_PASSAGE GIVEN_:
With all the issues related to count
, I start to think that perhaps the sanest option is to go in the same direction as @kishorenc and stop using count
and instead use a preprocessor.
Has been an issue for me in 0.9.2 to manage my aws_s3_buckets (tried to remove the 1st one, so all were going to be replaced see #13724).
What I'm wondering is if there's a way for the terraform core to use the id instead of the count index in the extension?
For example, instead of calling the resource aws_s3_bucket.mybuckets.${count.index}
, calling it aws_s3_bucket.mybuckets.${id}
?
The id
attribute is unique inside a resource type and used as a reference when calling other resources, so could work as an identifier here.
Hi @aerostitch!

_TASK 1_: Please repeat the lines of the records below, from the line with "Guideline: every teal" up to and including the line with "177, 63, 189, 139".

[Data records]
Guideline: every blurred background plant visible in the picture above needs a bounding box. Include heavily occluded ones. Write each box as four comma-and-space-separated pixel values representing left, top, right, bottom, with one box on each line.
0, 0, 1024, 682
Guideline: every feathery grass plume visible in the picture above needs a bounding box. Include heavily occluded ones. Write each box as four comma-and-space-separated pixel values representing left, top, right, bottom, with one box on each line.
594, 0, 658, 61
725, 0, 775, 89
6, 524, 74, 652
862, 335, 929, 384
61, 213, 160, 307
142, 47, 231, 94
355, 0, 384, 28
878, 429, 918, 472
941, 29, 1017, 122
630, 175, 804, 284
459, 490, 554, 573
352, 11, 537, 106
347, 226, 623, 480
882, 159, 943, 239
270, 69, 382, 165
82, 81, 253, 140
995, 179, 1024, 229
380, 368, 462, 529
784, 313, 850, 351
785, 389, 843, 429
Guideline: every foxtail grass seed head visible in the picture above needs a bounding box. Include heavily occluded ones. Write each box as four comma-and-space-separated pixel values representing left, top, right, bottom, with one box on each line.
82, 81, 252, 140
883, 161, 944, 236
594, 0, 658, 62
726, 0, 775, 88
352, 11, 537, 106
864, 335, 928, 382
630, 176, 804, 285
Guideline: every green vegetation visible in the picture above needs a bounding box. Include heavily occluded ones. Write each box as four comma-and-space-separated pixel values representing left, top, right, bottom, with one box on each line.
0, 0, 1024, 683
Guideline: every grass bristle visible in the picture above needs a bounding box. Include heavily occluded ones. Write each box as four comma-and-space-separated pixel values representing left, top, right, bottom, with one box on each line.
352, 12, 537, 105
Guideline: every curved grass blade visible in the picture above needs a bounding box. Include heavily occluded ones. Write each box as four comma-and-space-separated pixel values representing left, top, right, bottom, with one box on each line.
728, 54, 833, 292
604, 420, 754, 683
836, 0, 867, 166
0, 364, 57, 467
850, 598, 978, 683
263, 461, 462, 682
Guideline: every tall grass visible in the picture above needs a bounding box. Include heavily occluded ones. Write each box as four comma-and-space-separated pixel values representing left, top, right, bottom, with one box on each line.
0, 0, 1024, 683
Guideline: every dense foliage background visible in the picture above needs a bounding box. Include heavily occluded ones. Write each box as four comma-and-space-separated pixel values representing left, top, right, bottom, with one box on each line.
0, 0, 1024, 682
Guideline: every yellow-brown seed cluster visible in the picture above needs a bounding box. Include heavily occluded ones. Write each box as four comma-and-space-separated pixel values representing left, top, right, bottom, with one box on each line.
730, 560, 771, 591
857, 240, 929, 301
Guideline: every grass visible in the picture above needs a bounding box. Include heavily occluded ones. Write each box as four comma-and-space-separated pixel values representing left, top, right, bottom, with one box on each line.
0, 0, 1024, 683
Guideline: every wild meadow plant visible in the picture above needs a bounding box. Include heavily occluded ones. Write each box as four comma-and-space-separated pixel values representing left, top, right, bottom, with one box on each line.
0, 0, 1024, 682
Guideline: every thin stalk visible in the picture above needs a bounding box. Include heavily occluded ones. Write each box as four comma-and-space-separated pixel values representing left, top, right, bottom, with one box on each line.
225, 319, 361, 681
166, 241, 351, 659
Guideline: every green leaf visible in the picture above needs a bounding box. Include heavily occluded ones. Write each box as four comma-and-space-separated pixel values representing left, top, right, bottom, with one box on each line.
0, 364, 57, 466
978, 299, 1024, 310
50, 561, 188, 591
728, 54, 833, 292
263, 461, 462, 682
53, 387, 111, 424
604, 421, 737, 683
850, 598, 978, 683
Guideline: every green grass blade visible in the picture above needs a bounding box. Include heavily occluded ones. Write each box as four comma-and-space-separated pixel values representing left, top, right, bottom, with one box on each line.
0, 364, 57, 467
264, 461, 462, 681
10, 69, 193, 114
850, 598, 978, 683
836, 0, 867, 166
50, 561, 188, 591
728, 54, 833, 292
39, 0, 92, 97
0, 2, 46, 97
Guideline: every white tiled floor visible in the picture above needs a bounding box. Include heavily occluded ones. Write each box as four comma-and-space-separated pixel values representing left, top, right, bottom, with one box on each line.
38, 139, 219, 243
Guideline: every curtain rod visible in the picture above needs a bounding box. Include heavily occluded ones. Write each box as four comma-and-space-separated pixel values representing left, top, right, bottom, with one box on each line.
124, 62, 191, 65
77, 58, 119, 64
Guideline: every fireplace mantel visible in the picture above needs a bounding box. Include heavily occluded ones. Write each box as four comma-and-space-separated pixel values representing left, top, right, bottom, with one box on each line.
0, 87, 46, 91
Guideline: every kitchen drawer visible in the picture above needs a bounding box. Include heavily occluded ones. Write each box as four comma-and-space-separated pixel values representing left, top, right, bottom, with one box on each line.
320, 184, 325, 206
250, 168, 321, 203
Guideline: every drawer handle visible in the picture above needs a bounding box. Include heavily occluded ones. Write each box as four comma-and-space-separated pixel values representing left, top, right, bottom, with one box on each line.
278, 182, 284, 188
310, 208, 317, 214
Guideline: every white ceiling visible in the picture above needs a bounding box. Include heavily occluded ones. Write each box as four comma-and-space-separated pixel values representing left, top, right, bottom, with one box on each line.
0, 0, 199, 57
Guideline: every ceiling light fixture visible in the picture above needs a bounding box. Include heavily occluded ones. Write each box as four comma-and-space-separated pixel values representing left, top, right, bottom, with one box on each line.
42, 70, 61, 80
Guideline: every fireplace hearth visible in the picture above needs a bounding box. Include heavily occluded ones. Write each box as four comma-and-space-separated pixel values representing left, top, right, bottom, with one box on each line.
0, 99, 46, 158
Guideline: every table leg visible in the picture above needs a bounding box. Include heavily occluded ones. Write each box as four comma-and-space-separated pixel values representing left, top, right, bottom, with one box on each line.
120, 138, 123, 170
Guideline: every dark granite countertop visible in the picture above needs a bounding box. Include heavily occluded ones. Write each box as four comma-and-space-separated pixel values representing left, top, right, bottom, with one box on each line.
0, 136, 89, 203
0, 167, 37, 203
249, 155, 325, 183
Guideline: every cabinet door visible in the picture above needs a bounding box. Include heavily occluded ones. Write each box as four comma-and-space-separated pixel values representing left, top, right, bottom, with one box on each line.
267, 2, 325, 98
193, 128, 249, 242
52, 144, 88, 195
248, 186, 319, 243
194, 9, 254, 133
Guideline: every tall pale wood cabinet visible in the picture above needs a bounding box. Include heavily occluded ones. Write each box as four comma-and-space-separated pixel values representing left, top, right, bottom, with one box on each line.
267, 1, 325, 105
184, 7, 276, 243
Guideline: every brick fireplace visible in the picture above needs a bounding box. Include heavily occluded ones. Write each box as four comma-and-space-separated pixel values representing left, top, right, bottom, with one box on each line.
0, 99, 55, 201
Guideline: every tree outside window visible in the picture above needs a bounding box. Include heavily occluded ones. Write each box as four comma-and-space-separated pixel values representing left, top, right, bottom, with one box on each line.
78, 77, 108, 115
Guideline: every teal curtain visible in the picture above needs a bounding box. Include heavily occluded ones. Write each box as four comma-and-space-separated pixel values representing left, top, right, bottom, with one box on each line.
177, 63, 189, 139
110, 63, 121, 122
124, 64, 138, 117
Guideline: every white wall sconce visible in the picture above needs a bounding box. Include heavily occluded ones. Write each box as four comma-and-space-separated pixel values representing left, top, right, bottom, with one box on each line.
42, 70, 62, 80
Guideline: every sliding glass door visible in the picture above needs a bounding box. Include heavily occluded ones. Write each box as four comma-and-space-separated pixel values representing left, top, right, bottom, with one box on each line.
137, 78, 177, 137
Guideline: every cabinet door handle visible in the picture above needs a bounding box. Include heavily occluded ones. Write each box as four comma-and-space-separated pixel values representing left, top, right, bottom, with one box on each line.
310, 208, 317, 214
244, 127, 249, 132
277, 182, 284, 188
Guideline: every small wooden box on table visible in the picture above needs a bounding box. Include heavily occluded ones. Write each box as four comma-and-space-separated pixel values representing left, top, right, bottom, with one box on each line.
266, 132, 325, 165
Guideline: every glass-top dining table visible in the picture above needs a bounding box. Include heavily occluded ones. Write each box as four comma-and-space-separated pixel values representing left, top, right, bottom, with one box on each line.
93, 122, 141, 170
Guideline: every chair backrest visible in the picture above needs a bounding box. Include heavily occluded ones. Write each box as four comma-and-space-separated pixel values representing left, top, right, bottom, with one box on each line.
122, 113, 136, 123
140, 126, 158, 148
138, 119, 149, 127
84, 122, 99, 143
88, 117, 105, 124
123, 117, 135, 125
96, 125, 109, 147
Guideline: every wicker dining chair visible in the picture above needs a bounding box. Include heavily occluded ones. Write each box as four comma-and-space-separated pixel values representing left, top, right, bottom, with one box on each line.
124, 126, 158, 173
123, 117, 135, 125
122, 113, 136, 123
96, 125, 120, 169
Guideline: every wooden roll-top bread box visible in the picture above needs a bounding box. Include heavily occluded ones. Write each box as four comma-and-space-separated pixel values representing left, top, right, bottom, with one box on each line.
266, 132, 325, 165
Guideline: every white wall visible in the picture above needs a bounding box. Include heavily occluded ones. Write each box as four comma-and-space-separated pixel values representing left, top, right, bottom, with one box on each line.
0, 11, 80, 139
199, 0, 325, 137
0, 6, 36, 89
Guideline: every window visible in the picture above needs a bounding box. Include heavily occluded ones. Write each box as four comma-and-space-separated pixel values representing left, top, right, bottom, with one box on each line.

_TASK 2_: Reproduce the Terraform count discussion above word for word, from "With all the" up to and including "in the extension?".

_FULL SOLUTION 1_:
Guideline: every teal curtain visible in the picture above needs a bounding box. Include heavily occluded ones. Write each box as four comma-and-space-separated pixel values representing left, top, right, bottom, with one box on each line.
177, 63, 189, 139

_FULL SOLUTION 2_:
With all the issues related to count
, I start to think that perhaps the sanest option is to go in the same direction as @kishorenc and stop using count
and instead use a preprocessor.
Has been an issue for me in 0.9.2 to manage my aws_s3_buckets (tried to remove the 1st one, so all were going to be replaced see #13724).
What I'm wondering is if there's a way for the terraform core to use the id instead of the count index in the extension?